**Aim of the exercise**
Repeat only what appears from the line containing "1431, row 265." through the last line of the listing below, exactly as written.

**Task material**

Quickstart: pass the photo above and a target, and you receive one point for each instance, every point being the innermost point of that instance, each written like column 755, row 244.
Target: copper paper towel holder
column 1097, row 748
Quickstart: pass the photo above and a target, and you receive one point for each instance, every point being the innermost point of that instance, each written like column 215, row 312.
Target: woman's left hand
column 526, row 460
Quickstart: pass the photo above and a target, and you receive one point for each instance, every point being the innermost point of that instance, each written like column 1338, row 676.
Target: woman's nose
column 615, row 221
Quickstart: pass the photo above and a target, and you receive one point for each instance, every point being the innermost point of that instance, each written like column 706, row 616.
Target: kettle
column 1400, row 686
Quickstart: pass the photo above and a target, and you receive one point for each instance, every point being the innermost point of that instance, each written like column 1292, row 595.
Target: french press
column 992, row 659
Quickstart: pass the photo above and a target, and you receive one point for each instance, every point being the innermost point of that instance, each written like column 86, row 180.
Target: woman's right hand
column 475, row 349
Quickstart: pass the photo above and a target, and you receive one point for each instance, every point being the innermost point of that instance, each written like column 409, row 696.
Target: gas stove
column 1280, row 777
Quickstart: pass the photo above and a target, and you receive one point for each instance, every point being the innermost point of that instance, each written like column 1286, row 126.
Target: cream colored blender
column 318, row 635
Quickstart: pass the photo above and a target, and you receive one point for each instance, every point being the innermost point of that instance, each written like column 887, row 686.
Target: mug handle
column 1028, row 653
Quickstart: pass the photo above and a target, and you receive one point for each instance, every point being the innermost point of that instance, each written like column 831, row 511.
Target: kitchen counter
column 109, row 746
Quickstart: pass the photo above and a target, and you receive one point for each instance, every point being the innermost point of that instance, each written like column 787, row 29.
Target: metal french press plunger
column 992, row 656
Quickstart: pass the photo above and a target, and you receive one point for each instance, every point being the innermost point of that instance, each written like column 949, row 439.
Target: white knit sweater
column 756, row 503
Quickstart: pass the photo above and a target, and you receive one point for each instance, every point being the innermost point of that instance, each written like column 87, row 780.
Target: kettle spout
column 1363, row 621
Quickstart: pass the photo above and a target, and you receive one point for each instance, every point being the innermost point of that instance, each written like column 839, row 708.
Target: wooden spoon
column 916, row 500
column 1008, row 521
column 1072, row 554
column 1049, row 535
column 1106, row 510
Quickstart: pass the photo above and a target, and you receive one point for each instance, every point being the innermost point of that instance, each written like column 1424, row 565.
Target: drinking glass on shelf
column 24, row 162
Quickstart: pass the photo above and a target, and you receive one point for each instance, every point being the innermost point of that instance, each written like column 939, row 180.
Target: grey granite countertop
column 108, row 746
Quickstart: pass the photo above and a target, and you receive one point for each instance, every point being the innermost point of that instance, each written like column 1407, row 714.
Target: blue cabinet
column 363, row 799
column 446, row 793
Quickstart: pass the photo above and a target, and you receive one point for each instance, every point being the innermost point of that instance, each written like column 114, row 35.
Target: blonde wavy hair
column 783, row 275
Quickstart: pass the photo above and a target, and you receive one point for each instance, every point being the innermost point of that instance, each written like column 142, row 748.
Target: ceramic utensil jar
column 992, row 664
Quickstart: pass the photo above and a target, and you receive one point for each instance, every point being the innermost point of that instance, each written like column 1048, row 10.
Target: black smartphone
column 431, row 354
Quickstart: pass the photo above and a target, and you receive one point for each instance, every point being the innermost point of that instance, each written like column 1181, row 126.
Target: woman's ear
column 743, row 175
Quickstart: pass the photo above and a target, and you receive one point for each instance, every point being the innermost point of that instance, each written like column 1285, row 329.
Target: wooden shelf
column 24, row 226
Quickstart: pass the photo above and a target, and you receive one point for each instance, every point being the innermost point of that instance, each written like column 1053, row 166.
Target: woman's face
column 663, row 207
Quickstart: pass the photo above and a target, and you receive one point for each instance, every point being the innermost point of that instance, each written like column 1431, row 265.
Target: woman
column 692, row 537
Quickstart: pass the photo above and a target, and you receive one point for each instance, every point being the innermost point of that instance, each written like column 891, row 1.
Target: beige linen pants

**Response to this task**
Quickstart: pass the photo above and a target, and you receive one point for each instance, every point being the innermost point of that instance, each written like column 1431, row 265.
Target: woman
column 692, row 537
Quickstart: pass the photo above and a target, and you receive one point for each instance, every point being the innermost point of that instance, each written like column 891, row 1.
Target: beige linen pants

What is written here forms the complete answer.